- [Supplied records]

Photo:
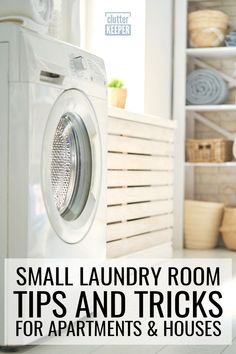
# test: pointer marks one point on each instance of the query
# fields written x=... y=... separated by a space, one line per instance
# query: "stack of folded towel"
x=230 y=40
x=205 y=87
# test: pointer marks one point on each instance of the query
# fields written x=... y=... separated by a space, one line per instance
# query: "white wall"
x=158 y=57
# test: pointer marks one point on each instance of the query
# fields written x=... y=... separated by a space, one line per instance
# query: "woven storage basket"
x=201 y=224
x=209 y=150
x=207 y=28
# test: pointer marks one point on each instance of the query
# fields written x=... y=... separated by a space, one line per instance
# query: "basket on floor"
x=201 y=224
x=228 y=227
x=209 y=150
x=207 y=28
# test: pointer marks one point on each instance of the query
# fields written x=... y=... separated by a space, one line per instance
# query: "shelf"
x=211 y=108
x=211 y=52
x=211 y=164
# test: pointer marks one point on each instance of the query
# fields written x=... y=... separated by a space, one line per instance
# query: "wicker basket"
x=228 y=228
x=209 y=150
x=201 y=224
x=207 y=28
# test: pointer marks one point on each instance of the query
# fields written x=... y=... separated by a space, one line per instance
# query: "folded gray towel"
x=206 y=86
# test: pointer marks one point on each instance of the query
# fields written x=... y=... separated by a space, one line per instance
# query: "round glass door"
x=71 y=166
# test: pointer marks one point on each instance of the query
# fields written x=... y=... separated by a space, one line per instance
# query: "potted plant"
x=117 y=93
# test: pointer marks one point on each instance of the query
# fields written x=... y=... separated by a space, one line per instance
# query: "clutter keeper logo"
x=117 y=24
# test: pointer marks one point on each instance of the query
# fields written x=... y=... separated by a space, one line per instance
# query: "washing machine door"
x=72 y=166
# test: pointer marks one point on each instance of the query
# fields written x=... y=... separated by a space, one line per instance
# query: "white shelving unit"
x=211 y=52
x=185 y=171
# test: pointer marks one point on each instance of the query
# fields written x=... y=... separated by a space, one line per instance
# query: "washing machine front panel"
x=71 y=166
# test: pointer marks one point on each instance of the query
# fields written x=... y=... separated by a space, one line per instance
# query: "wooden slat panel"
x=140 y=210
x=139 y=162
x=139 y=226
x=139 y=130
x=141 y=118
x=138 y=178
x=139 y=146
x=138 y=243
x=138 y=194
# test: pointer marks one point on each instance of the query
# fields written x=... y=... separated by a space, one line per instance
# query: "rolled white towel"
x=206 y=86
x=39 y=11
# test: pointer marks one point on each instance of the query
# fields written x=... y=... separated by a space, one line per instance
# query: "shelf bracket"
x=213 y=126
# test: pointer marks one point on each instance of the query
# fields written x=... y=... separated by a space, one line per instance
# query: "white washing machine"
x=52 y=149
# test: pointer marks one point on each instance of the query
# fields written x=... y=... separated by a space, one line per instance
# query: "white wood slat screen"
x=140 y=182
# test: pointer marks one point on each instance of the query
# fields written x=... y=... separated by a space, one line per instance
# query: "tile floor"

- [Task to complete]
Reproduce all of the material exactly, apart from the pictures.

- [Worked solution]
Photo:
# test: pointer marks one point on each instance of the query
# fields written x=... y=... separated by a space, one line per instance
# query: "stack of folded towel"
x=230 y=40
x=205 y=87
# test: pointer marks one point on each instance of the query
# fields written x=... y=... separated by a space, one line per instance
# query: "white wall"
x=158 y=57
# test: pointer marks one point on each instance of the query
# fields written x=... y=... separated by a space, one line per instance
# query: "woven storage basket"
x=201 y=224
x=209 y=150
x=207 y=28
# test: pointer marks one point on each instance of the query
# fields written x=... y=... separated by a space, one line per instance
# query: "basket on floor"
x=201 y=224
x=228 y=227
x=209 y=150
x=207 y=28
# test: pointer marks one point on each instance of the query
# fields written x=... y=... separated by a space, one line per instance
# query: "shelf"
x=211 y=108
x=211 y=52
x=211 y=164
# test: pointer marks one point on each instance of the query
# fields written x=... y=... separated by a space, one line per instance
# query: "wicker basket"
x=228 y=228
x=209 y=150
x=201 y=224
x=207 y=28
# test: pointer marks one point on each instance of the query
# fields written x=... y=... separated by a space, one line per instance
# query: "folded gray towel"
x=206 y=86
# test: pointer marks one point on each instance of the query
# fields written x=... y=... separated by a space, one line per instance
# query: "round glass door"
x=71 y=166
# test: pointer marks one point on each instance of the query
# fields written x=... y=... separated by a space, one line per instance
# query: "potted plant"
x=117 y=93
# test: pointer marks one point on each instance of the query
# fields written x=... y=... separated by a space, one line per instance
# query: "clutter keeper logo"
x=117 y=24
# test: pointer marks one point on each instance of the query
# fields written x=... y=... separated by a space, one line per instance
# query: "washing machine door"
x=72 y=166
# test: pointer marks one point on each instance of the query
# fields written x=... y=... separated by a space, one line per instance
# query: "white shelving unit"
x=211 y=52
x=185 y=171
# test: pointer marks one point on each instance of the query
# fields written x=... y=... separated by a space, one line per instance
# query: "washing machine front panel"
x=71 y=166
# test: pointer marks one point on each instance of the query
# fields written x=... y=... separated by a space, one line per instance
# query: "wooden slat panel"
x=140 y=210
x=139 y=162
x=139 y=226
x=139 y=130
x=141 y=118
x=138 y=178
x=139 y=146
x=138 y=243
x=138 y=194
# test: pointer marks one point on each instance of the query
# fields written x=... y=... separated by a space, one line per instance
# query: "rolled white towel"
x=206 y=86
x=39 y=11
# test: pointer marks one point on each instance of the query
# fields written x=... y=... separated by a space, one line per instance
# query: "shelf bracket"
x=213 y=126
# test: pointer marks one point on each instance of the query
# fields written x=... y=... separated by a space, one line per instance
# query: "white washing machine"
x=52 y=149
# test: pointer marks one point on each instance of the query
# fields written x=... y=... separated by a space, one line per instance
# query: "white wood slat screen"
x=140 y=182
# test: pointer marks one point on each instance of the query
# fields written x=... y=... separated by a space, one line per instance
# query: "tile floor"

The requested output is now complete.